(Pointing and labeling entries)
* Start *
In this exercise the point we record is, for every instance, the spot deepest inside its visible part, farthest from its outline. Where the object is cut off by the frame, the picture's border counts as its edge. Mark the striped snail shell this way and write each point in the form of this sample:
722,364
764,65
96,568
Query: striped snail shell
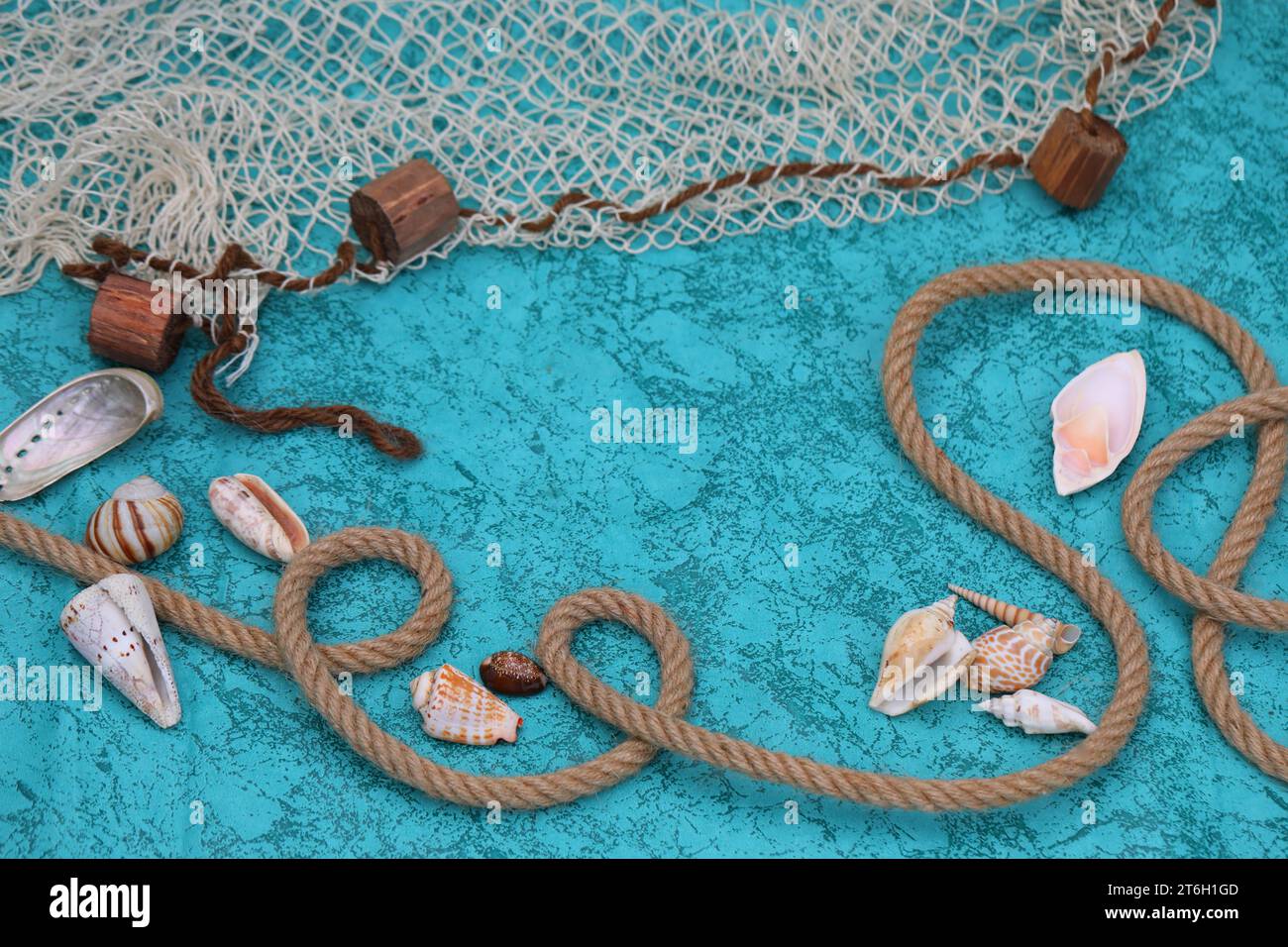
138,522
* End *
__TASK INSTRUCTIONS__
Reproduce the records above, swapping "outline" for "boundary" and keeping everything else the same. Omit the pictures from your version.

__TASK RESULT__
In this exercise the point we record is, for every instance, the spot deepest inside its visible part, farthest from its boundary. Where the object is cut off by the frame, the picture's border counts as its edge. Mark the striped snail shell this way and write each point in the form of this sample:
722,364
764,65
96,568
Query: striped snail shell
138,522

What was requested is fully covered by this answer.